Line count for the string "shirt": give the number of lines in the data below that contain it, and nothing more.

Natural-language object grounding data
※ ※ ※

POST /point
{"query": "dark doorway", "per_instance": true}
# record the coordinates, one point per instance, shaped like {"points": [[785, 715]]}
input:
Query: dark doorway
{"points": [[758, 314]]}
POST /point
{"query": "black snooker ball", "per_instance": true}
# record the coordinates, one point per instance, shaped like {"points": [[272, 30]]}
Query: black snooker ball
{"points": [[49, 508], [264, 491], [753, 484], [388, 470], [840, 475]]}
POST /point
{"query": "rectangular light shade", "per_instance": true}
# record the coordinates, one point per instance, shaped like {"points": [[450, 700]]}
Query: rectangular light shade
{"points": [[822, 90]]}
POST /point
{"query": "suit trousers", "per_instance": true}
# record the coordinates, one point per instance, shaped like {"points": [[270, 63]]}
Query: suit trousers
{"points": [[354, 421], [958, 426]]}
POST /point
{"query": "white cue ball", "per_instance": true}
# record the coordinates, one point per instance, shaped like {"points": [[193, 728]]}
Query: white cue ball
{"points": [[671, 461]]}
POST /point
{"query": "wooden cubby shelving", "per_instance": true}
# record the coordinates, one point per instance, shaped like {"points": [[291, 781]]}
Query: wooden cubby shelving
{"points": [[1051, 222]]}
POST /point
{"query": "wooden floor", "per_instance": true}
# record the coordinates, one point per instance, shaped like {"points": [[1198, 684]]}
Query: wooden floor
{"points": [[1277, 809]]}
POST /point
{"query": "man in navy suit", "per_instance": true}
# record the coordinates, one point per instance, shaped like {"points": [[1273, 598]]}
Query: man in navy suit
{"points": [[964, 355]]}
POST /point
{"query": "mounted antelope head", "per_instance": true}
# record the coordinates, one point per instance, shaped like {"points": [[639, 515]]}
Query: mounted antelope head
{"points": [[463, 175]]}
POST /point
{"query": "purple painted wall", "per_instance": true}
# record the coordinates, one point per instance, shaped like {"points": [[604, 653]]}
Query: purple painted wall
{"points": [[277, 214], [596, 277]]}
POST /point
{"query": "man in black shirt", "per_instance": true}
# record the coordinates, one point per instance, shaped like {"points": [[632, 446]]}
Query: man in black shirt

※ ※ ※

RESPONSE TO THE EXERCISE →
2